• _Given request 1_
Duplicate the region labeling rows verbatim, from the line containing "query: the noun phrase to segment: pink" down through the line containing "Trace the outline of every instance of the pink", both included.

• _Passage provided_
** begin **

In general, you shouldn’t pay much attention to polls at this point, especially with Republicans unifying around Donald Trump while Bernie Sanders hasn’t conceded the inevitable. Still, I was struck by several recent polls showing Mr. Trump favored over Hillary Clinton on the question of who can best manage the economy.

This is pretty remarkable given the incoherence and wild irresponsibility of Mr. Trump’s policy pronouncements. Granted, most voters probably don’t know anything about that, in part thanks to substance-free news coverage. But if voters don’t know anything about Mr. Trump’s policies, why their favorable impression of his economic management skills?

The answer, I suspect, is that voters see Mr. Trump as a hugely successful businessman, and they believe that business success translates into economic expertise. They are, however, probably wrong about the first, and definitely wrong about the second: Even genuinely brilliant businesspeople are often clueless about economic policy.

An aside: In part this is surely a partisan thing. Over the years, polls have generally, although not universally, shown Republicans trusted over Democrats to manage the economy, even though the economy has consistently performed better under Democratic presidents. But Republicans are much better at promoting legends — for example, by constantly hyping economic and jobs growth under Ronald Reagan, even though the Reagan record was easily surpassed under Bill Clinton.

** end **

• _Given request 2_
Answer from the passage on polls and economic management:
(a) Which candidate do several recent polls favor on who can best manage the economy?
(b) Under which presidents has the economy consistently performed better?
(c) Whose record easily surpassed the Reagan record?

[Region labeling entries]
** begin **

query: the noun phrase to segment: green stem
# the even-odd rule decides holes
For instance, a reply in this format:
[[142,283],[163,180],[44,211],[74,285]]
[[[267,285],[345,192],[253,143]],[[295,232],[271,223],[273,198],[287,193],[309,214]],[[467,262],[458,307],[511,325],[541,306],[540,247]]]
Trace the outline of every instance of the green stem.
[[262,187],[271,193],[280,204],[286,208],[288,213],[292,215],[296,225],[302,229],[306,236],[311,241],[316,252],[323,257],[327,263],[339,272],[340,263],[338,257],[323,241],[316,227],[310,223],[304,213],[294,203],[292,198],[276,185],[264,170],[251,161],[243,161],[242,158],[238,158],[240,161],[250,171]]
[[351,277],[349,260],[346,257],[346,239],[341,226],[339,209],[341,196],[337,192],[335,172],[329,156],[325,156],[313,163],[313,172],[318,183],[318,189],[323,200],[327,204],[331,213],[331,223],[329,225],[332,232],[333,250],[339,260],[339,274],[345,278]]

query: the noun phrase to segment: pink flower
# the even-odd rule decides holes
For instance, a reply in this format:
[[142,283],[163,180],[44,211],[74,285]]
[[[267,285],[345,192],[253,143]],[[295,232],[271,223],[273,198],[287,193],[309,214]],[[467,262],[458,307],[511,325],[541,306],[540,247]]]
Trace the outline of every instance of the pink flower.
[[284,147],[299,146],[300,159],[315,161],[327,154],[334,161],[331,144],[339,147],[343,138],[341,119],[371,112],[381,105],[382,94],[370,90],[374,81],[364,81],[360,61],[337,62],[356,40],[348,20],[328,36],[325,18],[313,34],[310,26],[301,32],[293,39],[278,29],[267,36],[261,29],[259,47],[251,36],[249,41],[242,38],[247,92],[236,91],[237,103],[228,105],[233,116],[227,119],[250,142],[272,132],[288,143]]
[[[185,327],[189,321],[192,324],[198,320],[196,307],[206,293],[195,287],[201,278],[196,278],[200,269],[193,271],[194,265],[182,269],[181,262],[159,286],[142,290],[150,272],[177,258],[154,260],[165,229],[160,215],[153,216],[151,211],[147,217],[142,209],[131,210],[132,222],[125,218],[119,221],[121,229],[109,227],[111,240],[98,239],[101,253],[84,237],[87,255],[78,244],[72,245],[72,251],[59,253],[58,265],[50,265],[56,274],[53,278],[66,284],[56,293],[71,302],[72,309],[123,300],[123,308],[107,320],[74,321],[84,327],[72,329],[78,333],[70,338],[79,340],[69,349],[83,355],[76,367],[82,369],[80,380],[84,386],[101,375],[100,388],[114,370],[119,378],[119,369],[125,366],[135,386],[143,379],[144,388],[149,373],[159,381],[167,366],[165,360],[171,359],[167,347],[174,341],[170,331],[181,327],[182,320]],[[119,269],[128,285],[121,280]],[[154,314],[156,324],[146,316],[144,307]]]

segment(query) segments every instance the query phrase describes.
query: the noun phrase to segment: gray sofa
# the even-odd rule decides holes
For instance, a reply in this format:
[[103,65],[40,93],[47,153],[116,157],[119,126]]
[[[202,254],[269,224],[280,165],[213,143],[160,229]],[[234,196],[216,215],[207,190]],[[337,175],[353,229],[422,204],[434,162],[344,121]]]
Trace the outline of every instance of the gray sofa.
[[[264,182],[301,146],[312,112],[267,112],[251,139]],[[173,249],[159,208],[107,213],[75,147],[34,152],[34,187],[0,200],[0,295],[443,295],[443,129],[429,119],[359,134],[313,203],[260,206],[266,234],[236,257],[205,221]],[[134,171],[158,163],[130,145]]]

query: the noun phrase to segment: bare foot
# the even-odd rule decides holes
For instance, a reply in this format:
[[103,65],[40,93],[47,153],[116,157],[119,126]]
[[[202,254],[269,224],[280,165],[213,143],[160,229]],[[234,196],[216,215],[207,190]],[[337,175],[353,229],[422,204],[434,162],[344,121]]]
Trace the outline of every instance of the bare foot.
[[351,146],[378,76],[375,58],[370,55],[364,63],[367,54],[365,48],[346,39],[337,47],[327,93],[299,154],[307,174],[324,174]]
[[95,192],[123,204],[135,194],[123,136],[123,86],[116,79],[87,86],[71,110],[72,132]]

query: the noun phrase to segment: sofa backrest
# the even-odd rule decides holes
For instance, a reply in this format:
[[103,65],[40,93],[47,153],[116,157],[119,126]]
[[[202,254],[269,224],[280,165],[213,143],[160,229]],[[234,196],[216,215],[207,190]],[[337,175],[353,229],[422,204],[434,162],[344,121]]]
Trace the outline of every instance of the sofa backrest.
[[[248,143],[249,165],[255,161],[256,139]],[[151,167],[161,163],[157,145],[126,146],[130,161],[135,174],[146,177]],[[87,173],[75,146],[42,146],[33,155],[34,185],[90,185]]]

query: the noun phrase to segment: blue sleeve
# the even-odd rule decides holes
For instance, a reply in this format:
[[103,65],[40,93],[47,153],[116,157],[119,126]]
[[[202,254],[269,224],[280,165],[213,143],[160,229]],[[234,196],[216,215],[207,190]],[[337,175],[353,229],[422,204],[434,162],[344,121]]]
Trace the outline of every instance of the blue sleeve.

** end **

• _Finished answer 1_
query: the noun phrase to segment: pink flower
# the even-odd rule decides holes
For instance, a reply in this format:
[[142,283],[163,180],[44,211],[74,285]]
[[[267,285],[345,192],[253,143]],[[295,232],[271,223],[273,198],[287,193],[309,214]],[[467,262],[458,307],[511,325],[541,306],[540,247]]]
Trace the outline of every instance of the pink flower.

• _Finished answer 2_
(a) Mr. Trump, over Hillary Clinton.
(b) Democratic presidents.
(c) Bill Clinton's.